##### Extracted material #####
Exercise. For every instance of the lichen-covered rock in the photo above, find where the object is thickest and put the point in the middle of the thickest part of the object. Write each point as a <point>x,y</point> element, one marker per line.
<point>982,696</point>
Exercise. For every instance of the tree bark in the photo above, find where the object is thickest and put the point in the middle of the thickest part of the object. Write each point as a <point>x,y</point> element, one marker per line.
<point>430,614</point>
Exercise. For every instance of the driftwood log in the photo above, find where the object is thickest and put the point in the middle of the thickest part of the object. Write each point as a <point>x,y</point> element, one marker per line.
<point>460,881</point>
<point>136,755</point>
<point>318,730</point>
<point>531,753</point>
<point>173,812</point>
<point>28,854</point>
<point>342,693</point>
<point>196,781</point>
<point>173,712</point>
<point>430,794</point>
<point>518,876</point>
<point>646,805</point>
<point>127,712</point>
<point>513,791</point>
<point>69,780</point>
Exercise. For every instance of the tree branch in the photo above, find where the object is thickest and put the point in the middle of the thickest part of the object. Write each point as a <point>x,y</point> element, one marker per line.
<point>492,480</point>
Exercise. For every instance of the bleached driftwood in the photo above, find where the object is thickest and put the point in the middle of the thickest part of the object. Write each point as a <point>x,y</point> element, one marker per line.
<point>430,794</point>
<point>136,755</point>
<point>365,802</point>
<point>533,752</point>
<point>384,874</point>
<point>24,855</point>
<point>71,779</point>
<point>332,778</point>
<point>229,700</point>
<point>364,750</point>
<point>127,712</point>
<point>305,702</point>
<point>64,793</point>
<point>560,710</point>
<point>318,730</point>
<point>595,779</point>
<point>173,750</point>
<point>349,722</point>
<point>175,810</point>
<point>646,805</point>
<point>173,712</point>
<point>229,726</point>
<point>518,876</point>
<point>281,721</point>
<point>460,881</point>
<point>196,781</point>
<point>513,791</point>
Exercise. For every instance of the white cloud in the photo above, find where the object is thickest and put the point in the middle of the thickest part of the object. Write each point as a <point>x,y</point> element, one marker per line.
#####
→ **Requirement**:
Could you return every record above exactly as written?

→ **Response**:
Exercise. For every instance of the lichen-covered rock in the photo above, find where the object is thickest and put the point in the middle of the thickest part of the object. Write each point as a <point>x,y</point> element, one marker per line.
<point>982,696</point>
Exercise. For every instance of the tree bark in the photo above, find where the object is thickest and put the point in the middle of the thickest part of the object. Write each point as a <point>x,y</point> element, one marker per line.
<point>430,614</point>
Exercise. For every instance of the driftwood log in the photo above, find where the object is thickest and put the point in the middle of the thickest part of the object. Write each point as a <point>x,y</point> element, one marker per line.
<point>460,881</point>
<point>136,755</point>
<point>318,730</point>
<point>531,753</point>
<point>173,812</point>
<point>28,854</point>
<point>342,693</point>
<point>196,781</point>
<point>173,712</point>
<point>430,794</point>
<point>518,876</point>
<point>646,805</point>
<point>127,712</point>
<point>513,791</point>
<point>69,780</point>
Exercise. For every instance of the tree branch in the photo above, find where the object is thickest and put the point in the middle of the thickest part of the object. Write each point as a <point>x,y</point> element, one marker per line.
<point>492,480</point>
Exercise. For every instance of the bleached driftwood in the photo above, find where the object is thickest and put the point in the middle of the thickest part of the object. Write each point as a <point>x,y</point> element, one marker per line.
<point>430,794</point>
<point>136,755</point>
<point>365,802</point>
<point>533,752</point>
<point>384,874</point>
<point>24,855</point>
<point>71,779</point>
<point>332,778</point>
<point>229,700</point>
<point>364,750</point>
<point>127,712</point>
<point>305,702</point>
<point>64,793</point>
<point>560,710</point>
<point>318,730</point>
<point>595,779</point>
<point>173,750</point>
<point>349,722</point>
<point>175,810</point>
<point>646,805</point>
<point>173,712</point>
<point>229,726</point>
<point>518,876</point>
<point>281,721</point>
<point>460,881</point>
<point>196,781</point>
<point>513,791</point>
Exercise. For every instance of the white cloud in the photo above, find where the object is thickest and put the point in the middle of the thickest part of the object. Write each point as a <point>x,y</point> element, one marker per line.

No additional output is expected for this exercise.